Passage.

April 19, 2007

My husband and I are gun owners. More accurately, JB is a gun owner, but one year he gave me a Ladysmith Smith & Wesson .38 Special, a revolver with gleaming grips that’s strong enough to kill a man, but sized for a woman. So I suppose I am a gun owner too.

JB was raised in a pro-gun environment. His father is a hunter, a target shooting enthusiast, and a collector of firearms; JB and his brother share many of the same interests. Target practice used to be one of JB’s favorite hobbies, especially when we lived in Las Vegas near a large range. These days he only uses guns in Oregon, when we’re visiting his family in Coos Bay and the menfolk go out to target shoot. He joins his family once a year in the fall to elk hunt, too.

Before I met JB I’d never seen a gun in real life. Now I’ve not only seen plenty of firearms, I’ve shot quite a few, from pistols to shotguns to high-powered rifles. I used to be a pretty good shot with a Mini-14, which is the sort of Big Scary Gun you see in movies depicting dramatic bank robberies.

I went shooting with JB because it was something he enjoyed and I had no particular reservations about interacting with guns (although I had a very strong emotional reaction the first time I pulled the trigger, it was overwhelming and terrifying to understand the destructive power I held in my hand). Several years ago we shot together quite a bit, and since then the opportunities to do so—and the interest, I suppose—have dwindled. I don’t think I’ve fired a gun for at least a couple of years.

Politically I am not in the same camp as JB, who believes very strongly in the right to bear arms. It’s a gray area for me. I don’t necessarily believe that gun ownership should be outlawed. I do believe it should be strongly regulated, and that, for instance, people who are forcibly admitted to mental hospitals shouldn’t be able to buy Glocks.

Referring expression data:
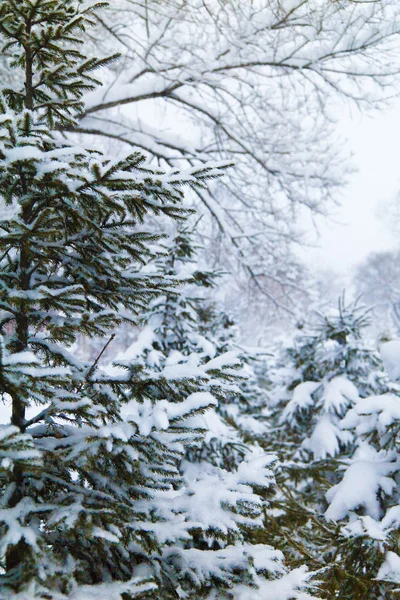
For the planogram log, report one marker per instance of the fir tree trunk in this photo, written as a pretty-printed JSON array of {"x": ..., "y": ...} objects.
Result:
[{"x": 17, "y": 555}]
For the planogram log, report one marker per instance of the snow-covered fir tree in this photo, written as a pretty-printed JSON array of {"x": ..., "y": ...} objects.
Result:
[
  {"x": 94, "y": 500},
  {"x": 329, "y": 368},
  {"x": 365, "y": 503}
]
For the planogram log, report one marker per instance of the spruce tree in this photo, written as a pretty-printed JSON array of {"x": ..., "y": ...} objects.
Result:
[
  {"x": 93, "y": 497},
  {"x": 365, "y": 502},
  {"x": 329, "y": 369}
]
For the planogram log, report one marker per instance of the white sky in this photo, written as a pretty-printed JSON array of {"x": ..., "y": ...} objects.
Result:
[{"x": 357, "y": 229}]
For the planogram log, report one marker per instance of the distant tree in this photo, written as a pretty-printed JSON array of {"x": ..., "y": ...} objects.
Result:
[
  {"x": 255, "y": 82},
  {"x": 324, "y": 374},
  {"x": 377, "y": 279}
]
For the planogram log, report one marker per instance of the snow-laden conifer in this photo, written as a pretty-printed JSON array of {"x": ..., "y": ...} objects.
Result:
[
  {"x": 220, "y": 504},
  {"x": 330, "y": 368},
  {"x": 94, "y": 500},
  {"x": 365, "y": 503}
]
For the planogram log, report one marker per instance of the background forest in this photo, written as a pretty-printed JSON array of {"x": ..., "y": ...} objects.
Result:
[{"x": 189, "y": 409}]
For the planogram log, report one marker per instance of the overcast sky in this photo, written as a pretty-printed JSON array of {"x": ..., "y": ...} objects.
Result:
[{"x": 358, "y": 230}]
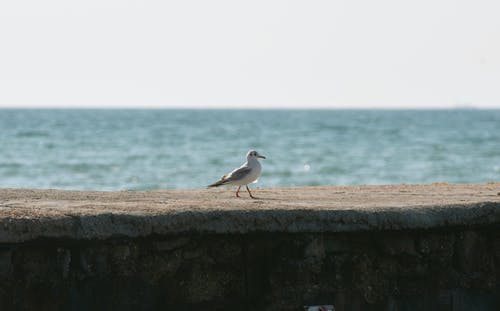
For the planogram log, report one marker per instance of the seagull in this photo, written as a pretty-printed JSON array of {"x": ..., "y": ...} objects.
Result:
[{"x": 248, "y": 173}]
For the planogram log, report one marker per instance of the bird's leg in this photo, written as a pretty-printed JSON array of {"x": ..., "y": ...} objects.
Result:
[
  {"x": 248, "y": 189},
  {"x": 237, "y": 195}
]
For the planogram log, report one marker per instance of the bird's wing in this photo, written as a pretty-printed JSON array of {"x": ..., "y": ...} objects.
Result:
[{"x": 237, "y": 174}]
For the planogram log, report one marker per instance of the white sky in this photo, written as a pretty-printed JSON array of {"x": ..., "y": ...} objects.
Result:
[{"x": 330, "y": 54}]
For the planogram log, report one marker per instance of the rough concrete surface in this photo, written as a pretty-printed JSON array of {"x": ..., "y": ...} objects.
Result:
[{"x": 32, "y": 214}]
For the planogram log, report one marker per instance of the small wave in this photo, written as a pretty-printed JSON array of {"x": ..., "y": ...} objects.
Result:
[{"x": 32, "y": 134}]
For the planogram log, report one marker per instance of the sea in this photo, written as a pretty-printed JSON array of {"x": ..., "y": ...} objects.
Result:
[{"x": 146, "y": 149}]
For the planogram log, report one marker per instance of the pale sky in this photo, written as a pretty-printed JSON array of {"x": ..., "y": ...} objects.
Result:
[{"x": 301, "y": 54}]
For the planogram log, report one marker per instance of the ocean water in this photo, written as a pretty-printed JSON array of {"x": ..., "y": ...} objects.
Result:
[{"x": 183, "y": 149}]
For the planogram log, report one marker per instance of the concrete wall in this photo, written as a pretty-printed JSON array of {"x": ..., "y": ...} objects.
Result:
[{"x": 443, "y": 267}]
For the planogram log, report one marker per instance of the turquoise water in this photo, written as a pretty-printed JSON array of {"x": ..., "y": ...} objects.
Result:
[{"x": 169, "y": 149}]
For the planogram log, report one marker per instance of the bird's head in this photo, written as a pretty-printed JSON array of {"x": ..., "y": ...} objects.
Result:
[{"x": 252, "y": 154}]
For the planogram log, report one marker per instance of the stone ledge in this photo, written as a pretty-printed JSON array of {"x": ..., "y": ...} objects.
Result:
[{"x": 33, "y": 214}]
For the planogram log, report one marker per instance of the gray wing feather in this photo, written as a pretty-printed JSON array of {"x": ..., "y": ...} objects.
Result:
[{"x": 237, "y": 174}]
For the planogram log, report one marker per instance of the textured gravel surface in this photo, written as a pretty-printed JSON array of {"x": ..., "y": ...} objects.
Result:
[{"x": 31, "y": 214}]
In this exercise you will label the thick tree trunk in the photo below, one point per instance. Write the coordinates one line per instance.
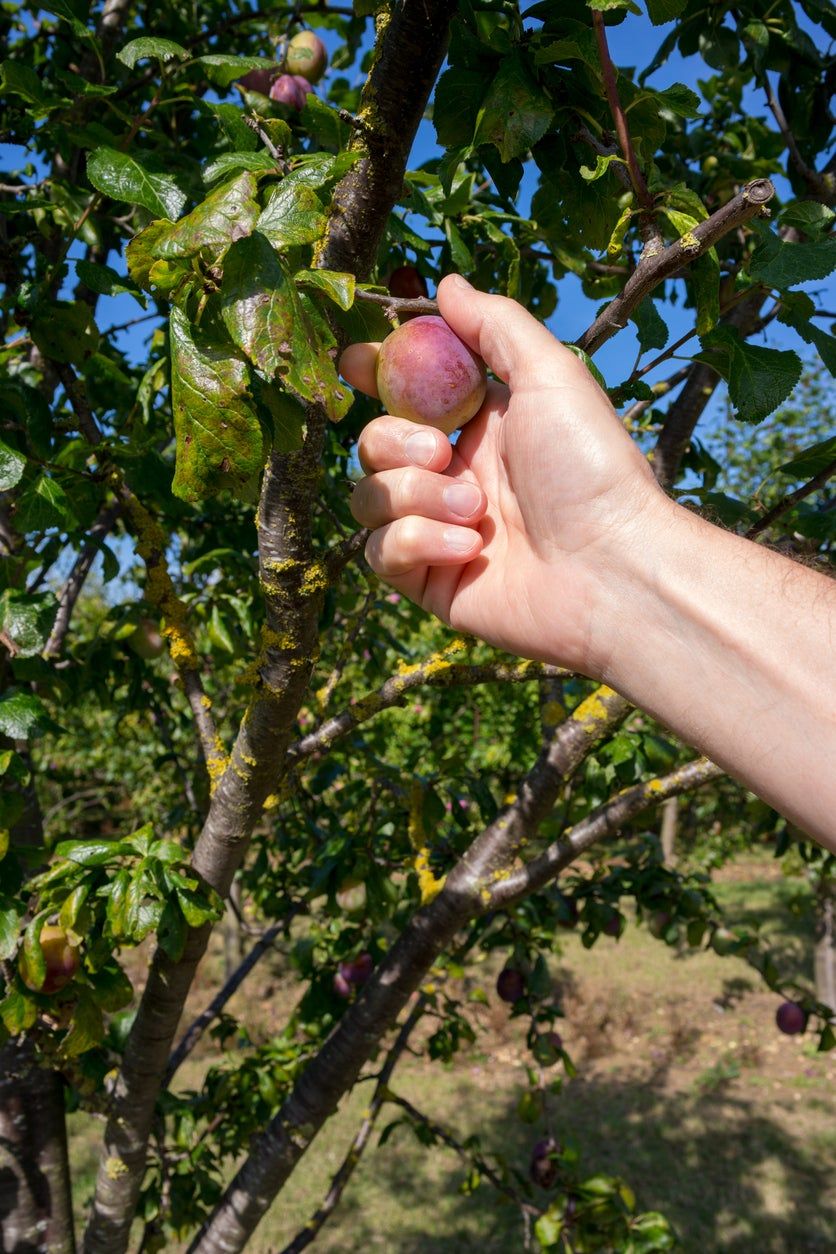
(35, 1200)
(825, 949)
(668, 834)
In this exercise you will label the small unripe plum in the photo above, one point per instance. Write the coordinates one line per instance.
(428, 375)
(260, 80)
(146, 640)
(306, 55)
(286, 90)
(302, 83)
(791, 1018)
(543, 1170)
(510, 985)
(407, 282)
(60, 957)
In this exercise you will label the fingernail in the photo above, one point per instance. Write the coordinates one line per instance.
(420, 448)
(458, 539)
(461, 498)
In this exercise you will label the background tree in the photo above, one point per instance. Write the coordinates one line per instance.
(161, 163)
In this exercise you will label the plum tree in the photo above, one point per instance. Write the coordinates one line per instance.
(286, 89)
(146, 640)
(306, 55)
(428, 374)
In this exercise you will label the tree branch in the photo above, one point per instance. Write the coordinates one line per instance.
(82, 567)
(464, 1154)
(411, 43)
(781, 507)
(464, 895)
(619, 119)
(436, 671)
(603, 821)
(349, 1164)
(653, 268)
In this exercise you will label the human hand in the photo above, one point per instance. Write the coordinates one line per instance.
(525, 532)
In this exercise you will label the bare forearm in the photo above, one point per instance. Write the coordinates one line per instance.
(733, 647)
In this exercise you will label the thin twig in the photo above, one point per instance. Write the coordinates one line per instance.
(466, 1155)
(781, 507)
(360, 1141)
(619, 119)
(440, 670)
(652, 270)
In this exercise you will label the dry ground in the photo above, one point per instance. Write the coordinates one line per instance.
(684, 1087)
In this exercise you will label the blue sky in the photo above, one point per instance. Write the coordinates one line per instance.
(631, 44)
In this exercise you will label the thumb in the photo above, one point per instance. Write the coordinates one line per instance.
(514, 345)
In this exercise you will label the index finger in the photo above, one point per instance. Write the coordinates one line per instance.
(357, 366)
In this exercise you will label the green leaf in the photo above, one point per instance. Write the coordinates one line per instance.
(664, 10)
(323, 124)
(758, 379)
(780, 263)
(19, 79)
(651, 327)
(219, 443)
(222, 70)
(104, 281)
(92, 853)
(515, 112)
(231, 162)
(589, 364)
(679, 99)
(337, 286)
(162, 49)
(293, 213)
(811, 462)
(810, 217)
(65, 331)
(705, 282)
(124, 178)
(87, 1028)
(258, 304)
(226, 215)
(28, 618)
(10, 917)
(18, 1012)
(23, 716)
(602, 166)
(11, 467)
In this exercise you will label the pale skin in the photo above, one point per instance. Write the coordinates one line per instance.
(545, 533)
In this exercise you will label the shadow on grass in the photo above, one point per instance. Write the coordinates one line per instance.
(728, 1179)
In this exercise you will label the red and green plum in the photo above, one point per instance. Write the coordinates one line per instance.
(426, 374)
(306, 55)
(286, 90)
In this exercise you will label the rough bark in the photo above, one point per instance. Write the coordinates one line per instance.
(411, 45)
(465, 894)
(35, 1200)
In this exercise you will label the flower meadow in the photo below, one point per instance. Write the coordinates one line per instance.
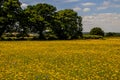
(60, 60)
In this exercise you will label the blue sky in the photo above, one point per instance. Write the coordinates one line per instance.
(94, 12)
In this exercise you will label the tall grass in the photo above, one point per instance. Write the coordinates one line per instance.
(65, 60)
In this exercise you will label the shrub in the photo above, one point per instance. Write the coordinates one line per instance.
(97, 31)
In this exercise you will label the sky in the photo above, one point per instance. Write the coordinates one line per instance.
(95, 13)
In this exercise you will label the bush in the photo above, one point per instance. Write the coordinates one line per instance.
(97, 31)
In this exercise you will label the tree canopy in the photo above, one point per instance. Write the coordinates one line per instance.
(97, 31)
(64, 24)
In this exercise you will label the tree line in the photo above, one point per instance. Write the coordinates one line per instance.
(40, 19)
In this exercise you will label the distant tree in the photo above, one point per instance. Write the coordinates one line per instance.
(40, 16)
(97, 31)
(9, 10)
(67, 24)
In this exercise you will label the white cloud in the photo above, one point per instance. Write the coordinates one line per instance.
(71, 0)
(86, 9)
(76, 8)
(104, 5)
(24, 5)
(88, 4)
(109, 22)
(108, 4)
(116, 0)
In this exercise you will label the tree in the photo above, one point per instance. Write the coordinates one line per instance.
(9, 10)
(67, 24)
(40, 17)
(97, 31)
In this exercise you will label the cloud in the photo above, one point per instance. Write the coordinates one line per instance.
(76, 8)
(67, 1)
(24, 5)
(116, 0)
(108, 4)
(88, 4)
(86, 9)
(109, 22)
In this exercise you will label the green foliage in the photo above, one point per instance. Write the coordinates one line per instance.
(64, 24)
(97, 31)
(9, 10)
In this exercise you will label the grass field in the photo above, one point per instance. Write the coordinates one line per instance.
(60, 60)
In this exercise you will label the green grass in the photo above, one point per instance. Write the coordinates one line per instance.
(55, 60)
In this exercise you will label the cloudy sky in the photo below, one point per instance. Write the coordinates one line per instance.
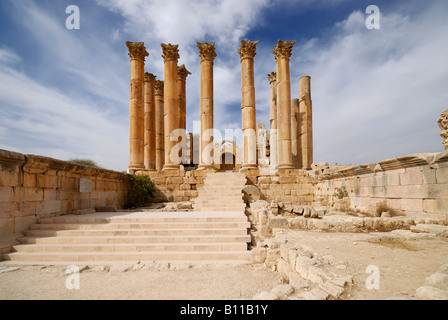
(376, 94)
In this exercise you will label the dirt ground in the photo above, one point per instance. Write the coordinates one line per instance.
(403, 268)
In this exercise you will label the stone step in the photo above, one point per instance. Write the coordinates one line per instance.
(186, 218)
(152, 247)
(127, 257)
(147, 226)
(135, 239)
(134, 232)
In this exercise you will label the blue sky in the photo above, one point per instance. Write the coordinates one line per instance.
(376, 94)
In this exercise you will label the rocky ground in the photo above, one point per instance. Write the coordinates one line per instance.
(331, 266)
(304, 253)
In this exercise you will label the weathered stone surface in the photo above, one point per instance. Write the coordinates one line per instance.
(438, 230)
(438, 280)
(258, 255)
(251, 194)
(278, 222)
(282, 291)
(314, 294)
(333, 290)
(121, 267)
(264, 295)
(296, 281)
(430, 293)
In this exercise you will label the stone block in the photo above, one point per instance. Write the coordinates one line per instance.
(412, 205)
(393, 178)
(258, 255)
(442, 175)
(47, 181)
(430, 293)
(412, 177)
(438, 191)
(51, 206)
(6, 194)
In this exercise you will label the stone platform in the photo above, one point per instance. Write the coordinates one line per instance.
(132, 237)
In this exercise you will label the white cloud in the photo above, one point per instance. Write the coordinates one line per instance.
(377, 94)
(37, 117)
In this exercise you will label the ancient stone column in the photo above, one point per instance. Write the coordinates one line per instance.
(207, 54)
(137, 52)
(443, 125)
(296, 144)
(273, 120)
(182, 74)
(282, 52)
(170, 57)
(160, 125)
(306, 126)
(150, 123)
(247, 54)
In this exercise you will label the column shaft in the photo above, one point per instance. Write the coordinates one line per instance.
(306, 112)
(137, 52)
(273, 121)
(296, 145)
(160, 125)
(207, 54)
(247, 54)
(282, 54)
(182, 74)
(171, 116)
(150, 123)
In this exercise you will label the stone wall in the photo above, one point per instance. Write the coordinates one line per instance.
(409, 185)
(288, 186)
(32, 187)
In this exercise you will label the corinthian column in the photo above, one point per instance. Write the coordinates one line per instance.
(182, 74)
(273, 120)
(207, 54)
(282, 52)
(170, 57)
(150, 123)
(247, 54)
(137, 52)
(160, 126)
(295, 135)
(306, 112)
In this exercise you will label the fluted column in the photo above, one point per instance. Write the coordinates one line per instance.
(306, 112)
(247, 54)
(137, 52)
(296, 145)
(160, 125)
(171, 118)
(150, 123)
(273, 120)
(282, 52)
(182, 74)
(207, 54)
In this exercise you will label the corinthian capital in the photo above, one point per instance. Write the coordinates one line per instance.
(272, 77)
(149, 77)
(207, 51)
(182, 72)
(159, 87)
(283, 49)
(443, 124)
(170, 52)
(137, 50)
(247, 49)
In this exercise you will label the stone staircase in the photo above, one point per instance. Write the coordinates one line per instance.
(111, 238)
(221, 192)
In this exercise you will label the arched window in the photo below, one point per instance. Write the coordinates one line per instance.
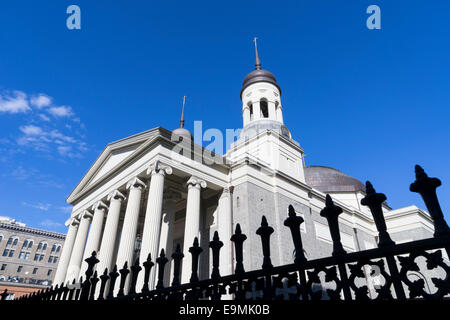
(12, 242)
(250, 107)
(264, 108)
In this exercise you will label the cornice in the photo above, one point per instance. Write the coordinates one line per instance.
(34, 231)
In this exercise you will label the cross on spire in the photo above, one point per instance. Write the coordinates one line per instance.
(182, 113)
(257, 61)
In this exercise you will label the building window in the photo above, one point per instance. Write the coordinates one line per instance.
(12, 242)
(42, 246)
(27, 244)
(264, 109)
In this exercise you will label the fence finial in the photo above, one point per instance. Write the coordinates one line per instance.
(293, 222)
(103, 278)
(374, 201)
(135, 269)
(177, 256)
(426, 187)
(238, 238)
(195, 251)
(264, 232)
(148, 265)
(215, 246)
(331, 212)
(161, 261)
(112, 282)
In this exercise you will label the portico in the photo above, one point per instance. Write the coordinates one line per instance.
(152, 203)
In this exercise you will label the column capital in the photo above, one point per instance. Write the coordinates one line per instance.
(158, 167)
(73, 222)
(171, 195)
(136, 183)
(226, 192)
(196, 182)
(99, 205)
(116, 195)
(86, 215)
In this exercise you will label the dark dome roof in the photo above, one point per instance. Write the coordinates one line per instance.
(327, 179)
(259, 75)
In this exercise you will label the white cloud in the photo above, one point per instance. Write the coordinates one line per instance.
(64, 150)
(44, 117)
(14, 104)
(41, 101)
(39, 206)
(31, 130)
(62, 111)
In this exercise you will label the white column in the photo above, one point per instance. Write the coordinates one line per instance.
(110, 233)
(246, 115)
(256, 110)
(280, 114)
(272, 112)
(152, 223)
(167, 230)
(129, 230)
(225, 225)
(192, 224)
(73, 271)
(95, 233)
(110, 236)
(64, 259)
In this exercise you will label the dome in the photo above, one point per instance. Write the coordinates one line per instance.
(327, 179)
(259, 75)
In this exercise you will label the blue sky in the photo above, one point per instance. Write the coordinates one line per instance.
(371, 103)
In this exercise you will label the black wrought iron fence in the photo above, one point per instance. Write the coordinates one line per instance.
(337, 277)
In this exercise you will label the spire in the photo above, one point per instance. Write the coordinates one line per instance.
(257, 61)
(182, 113)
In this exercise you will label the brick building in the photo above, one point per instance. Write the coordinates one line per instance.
(28, 257)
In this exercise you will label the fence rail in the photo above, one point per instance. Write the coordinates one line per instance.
(337, 277)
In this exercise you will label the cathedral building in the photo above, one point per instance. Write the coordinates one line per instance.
(141, 195)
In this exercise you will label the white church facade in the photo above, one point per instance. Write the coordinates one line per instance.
(141, 196)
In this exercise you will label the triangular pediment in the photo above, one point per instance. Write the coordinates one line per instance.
(113, 156)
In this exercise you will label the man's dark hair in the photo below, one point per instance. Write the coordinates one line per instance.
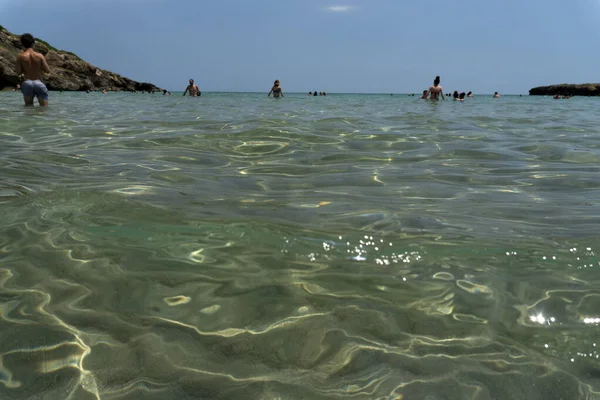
(27, 40)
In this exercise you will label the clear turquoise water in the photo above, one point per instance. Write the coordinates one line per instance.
(348, 247)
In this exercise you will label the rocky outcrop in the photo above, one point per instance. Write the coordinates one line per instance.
(585, 89)
(67, 71)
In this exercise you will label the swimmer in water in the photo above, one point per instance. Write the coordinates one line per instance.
(31, 65)
(193, 89)
(436, 90)
(276, 90)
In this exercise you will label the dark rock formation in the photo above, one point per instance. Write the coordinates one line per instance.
(585, 89)
(67, 71)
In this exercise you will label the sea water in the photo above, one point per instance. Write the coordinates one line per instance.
(234, 246)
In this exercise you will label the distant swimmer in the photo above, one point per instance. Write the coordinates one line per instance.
(31, 65)
(276, 90)
(436, 90)
(193, 89)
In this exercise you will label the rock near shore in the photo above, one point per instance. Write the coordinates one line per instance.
(586, 89)
(67, 71)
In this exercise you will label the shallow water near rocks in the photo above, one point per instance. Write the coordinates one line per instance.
(349, 246)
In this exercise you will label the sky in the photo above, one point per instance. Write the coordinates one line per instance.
(350, 46)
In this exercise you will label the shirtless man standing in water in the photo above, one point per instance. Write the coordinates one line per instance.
(436, 90)
(30, 65)
(192, 88)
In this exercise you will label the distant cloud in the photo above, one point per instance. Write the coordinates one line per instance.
(339, 8)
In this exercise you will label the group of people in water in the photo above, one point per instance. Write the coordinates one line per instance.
(436, 91)
(31, 65)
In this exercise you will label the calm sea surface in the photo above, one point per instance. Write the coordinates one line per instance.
(342, 247)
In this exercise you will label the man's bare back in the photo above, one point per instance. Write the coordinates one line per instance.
(436, 90)
(31, 65)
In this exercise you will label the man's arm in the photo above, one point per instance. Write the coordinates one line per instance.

Required work.
1. Print the section of the gun ownership essay that begins with the words "JB was raised" and ends with "dramatic bank robberies.".
2. List every place name that appears in the gun ownership essay.
The records stand apart from the text and are not connected to it.

Outputs in order.
1.
JB was raised in a pro-gun environment. His father is a hunter, a target shooting enthusiast, and a collector of firearms; JB and his brother share many of the same interests. Target practice used to be one of JB’s favorite hobbies, especially when we lived in Las Vegas near a large range. These days he only uses guns in Oregon, when we’re visiting his family in Coos Bay and the menfolk go out to target shoot. He joins his family once a year in the fall to elk hunt, too.

Before I met JB I’d never seen a gun in real life. Now I’ve not only seen plenty of firearms, I’ve shot quite a few, from pistols to shotguns to high-powered rifles. I used to be a pretty good shot with a Mini-14, which is the sort of Big Scary Gun you see in movies depicting dramatic bank robberies.

2. Las Vegas, Oregon, Coos Bay